§ Exercise instructions
a) Print the part of the passage on gdb and leak sanitizer that opens with the words containing "and it gives" and closes with "sets the breakpoint.".
b) Carry on the passage on gdb and leak sanitizer from where it ends.

§ Excerpt to read
+++

The gdb_commandfile.txt being

break __lsan::CheckForLeaks
commands
detach
end

run
thread apply all bt
thread apply all py-bt

The gdb command file breaks when leak sanitizer is starting and detaches the debugger, so that leak sanitizer is free to do its own attach.

I tried this to debug this main.c

#include <assert.h>
#include <stdlib.h>

int main(int argc, char** argv) {
        void* x = malloc(42);
        if (argc > 1) assert(1 == 2);
        return 0;
}

compiled as

gcc -g3 -fsanitize=address,leak main.c

and it gives both leak report and backtrace, depending on whether I run with argument or not.

The command works even if binary is compiled without leak sanitizer. Then gdb simply never sets the breakpoint.

+++

§ Provided records
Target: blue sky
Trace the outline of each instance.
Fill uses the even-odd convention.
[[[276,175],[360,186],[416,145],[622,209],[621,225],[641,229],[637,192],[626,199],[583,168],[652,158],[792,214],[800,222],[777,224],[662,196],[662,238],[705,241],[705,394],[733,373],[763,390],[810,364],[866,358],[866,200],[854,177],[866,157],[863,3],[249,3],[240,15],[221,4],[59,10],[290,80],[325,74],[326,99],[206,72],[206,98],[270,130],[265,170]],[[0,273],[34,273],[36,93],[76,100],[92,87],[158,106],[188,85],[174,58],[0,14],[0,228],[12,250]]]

+++

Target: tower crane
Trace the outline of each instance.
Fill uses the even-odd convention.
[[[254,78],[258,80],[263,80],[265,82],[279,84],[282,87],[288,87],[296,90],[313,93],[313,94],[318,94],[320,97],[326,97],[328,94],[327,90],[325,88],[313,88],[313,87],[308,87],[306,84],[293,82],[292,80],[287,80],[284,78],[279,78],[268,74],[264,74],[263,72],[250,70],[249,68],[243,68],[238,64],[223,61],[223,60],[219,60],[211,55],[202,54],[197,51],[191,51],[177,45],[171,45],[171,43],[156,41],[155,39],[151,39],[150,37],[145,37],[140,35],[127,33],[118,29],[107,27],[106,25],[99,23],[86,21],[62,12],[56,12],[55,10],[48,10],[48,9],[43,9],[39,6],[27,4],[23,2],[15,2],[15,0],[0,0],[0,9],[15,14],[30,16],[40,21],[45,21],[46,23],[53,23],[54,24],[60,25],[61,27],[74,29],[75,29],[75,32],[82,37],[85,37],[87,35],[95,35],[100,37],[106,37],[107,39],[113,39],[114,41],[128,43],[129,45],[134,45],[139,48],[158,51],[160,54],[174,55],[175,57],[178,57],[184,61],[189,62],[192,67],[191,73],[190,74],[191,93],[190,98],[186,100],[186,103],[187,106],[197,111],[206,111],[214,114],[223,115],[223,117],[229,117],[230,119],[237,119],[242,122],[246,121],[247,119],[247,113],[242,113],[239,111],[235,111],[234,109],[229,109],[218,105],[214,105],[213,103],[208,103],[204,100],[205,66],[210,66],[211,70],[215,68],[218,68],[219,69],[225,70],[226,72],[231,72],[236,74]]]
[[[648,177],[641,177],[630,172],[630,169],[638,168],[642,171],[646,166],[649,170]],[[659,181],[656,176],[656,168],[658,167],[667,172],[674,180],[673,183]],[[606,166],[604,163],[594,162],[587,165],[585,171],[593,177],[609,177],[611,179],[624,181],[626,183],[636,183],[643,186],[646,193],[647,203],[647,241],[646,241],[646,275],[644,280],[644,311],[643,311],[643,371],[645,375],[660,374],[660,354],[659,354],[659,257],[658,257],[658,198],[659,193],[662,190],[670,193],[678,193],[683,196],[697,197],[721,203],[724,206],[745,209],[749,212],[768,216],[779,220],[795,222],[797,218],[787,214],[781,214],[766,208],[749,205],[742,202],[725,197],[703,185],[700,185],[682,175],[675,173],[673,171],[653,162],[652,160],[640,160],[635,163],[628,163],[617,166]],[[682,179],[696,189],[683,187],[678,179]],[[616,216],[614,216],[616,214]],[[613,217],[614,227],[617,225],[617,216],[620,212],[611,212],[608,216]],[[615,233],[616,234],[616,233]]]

+++

§ Answer list
a)
and it gives both leak report and backtrace, depending on whether I run with argument or not.

The command works even if binary is compiled without leak sanitizer. Then gdb simply never sets the breakpoint.

b)
I wanted to have gdb watch both parent and child if my process starts a subprocess. I tried to use 'set detach-on-fork off' for it. I need it because there might be subprocesses that should be leak-checked (and stacktrace should be dumped if they crash). But what I tried is not the way. The parent process should instead start the child within new instance of GDB. By default, GDB continues attached to parent, ignoring the child.

The rr debugger is able to record entire process subtree. Maybe there can be a way. But that is for another question.